- **Required work**
The lines to reproduce run from the one containing "-- select a point on the green" through the final line of the entries; write them out exactly and add nothing.

** Materials provided follows **

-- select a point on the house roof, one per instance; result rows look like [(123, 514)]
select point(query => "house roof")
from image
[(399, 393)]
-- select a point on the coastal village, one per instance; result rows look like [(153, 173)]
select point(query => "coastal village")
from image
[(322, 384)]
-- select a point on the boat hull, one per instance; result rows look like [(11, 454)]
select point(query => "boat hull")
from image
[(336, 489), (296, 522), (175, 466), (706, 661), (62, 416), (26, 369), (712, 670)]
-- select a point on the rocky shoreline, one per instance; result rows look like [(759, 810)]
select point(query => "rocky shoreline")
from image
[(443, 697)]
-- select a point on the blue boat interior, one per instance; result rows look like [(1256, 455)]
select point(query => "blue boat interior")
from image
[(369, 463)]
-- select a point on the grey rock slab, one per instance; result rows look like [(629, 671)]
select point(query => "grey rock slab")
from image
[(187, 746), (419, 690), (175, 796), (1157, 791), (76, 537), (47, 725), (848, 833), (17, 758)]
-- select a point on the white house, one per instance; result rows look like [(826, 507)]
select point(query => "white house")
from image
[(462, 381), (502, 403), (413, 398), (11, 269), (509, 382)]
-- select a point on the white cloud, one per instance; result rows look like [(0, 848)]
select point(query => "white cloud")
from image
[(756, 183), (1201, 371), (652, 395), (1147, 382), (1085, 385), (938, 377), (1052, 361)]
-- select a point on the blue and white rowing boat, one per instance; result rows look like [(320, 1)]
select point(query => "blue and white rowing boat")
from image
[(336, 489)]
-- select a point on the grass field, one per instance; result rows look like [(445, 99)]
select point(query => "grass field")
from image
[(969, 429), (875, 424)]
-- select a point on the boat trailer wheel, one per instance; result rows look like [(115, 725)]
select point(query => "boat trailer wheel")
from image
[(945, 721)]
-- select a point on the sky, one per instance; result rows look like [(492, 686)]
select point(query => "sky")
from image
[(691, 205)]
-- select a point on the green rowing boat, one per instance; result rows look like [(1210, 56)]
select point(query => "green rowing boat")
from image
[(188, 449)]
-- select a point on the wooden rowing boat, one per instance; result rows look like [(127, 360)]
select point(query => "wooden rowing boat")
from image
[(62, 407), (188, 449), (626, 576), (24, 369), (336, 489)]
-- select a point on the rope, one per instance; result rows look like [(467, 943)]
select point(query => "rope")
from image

** End of Materials provided **

- **Output for this exercise**
-- select a point on the green rowing boat, one per instance; result rows look like [(1210, 56)]
select point(query => "green rowing boat")
from image
[(188, 449)]
-- select a point on the wooden rowing boat, one per instance; result rows look like [(127, 360)]
select point(query => "wooden rowing boat")
from image
[(62, 407), (188, 449), (626, 576), (24, 369), (336, 489)]
-- select a point on the rope, one per instance; result rows look like [(467, 943)]
select point(query => "rope")
from image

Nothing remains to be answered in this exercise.